What is needed: Only the lines from the one containing "Pest-scouting request: tag the rock outcrop" through the end of the entries should be repeated, exactly as they appear, first and last included.

(Items from a dataset)
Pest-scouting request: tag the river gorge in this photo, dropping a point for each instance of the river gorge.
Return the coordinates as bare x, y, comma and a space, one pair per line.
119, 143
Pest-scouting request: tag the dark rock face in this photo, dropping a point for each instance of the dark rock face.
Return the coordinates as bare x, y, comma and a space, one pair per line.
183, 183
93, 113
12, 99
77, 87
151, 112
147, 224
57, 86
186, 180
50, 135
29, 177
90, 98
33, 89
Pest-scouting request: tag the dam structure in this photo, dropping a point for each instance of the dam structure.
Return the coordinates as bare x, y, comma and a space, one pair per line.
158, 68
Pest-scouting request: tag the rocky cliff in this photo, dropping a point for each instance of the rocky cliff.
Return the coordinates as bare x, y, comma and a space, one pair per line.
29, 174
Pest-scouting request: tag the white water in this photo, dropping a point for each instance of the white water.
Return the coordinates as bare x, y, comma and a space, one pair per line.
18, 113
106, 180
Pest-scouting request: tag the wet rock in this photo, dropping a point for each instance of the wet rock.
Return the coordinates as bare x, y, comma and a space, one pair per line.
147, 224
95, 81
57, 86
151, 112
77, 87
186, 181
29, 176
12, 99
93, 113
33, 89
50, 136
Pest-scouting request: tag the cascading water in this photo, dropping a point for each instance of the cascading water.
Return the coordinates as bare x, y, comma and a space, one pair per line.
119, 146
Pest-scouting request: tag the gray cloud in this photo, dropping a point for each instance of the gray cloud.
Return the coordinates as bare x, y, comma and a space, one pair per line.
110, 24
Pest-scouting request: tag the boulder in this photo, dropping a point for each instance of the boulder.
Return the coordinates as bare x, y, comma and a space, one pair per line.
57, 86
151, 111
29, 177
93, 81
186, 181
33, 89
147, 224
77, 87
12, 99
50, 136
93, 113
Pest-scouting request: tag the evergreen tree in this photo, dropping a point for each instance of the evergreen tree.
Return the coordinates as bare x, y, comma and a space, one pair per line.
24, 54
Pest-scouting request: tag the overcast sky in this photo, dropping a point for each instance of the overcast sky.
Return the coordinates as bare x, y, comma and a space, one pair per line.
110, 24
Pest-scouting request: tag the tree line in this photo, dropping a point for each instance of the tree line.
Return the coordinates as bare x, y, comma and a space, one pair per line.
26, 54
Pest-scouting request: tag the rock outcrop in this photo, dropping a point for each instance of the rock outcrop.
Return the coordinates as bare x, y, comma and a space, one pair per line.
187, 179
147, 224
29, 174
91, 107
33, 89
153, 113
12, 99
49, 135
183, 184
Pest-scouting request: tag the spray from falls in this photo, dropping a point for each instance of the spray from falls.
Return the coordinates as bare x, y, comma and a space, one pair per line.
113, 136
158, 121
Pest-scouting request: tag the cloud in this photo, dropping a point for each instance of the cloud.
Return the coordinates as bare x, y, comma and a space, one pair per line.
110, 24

Exercise answer:
Pest-scouting request: tag the rock outcrop in this photo, dropping a point for each instance of the rock outcrop.
Return the coordinates as bare x, y, comma and a space, one pair per line.
187, 179
147, 224
29, 174
91, 107
33, 89
153, 113
12, 99
49, 135
183, 184
Pest-scouting request: tag the spray from falls in this photo, dropping a point for each instance of the spray from falls.
Return the coordinates as bare x, y, comma and a space, one pair per line.
113, 136
158, 121
Pest-scouting request: tag the cloud in this photo, dropping a point for each instance of the cloud.
Return the coordinates as bare x, y, comma and a space, one pair per line.
110, 24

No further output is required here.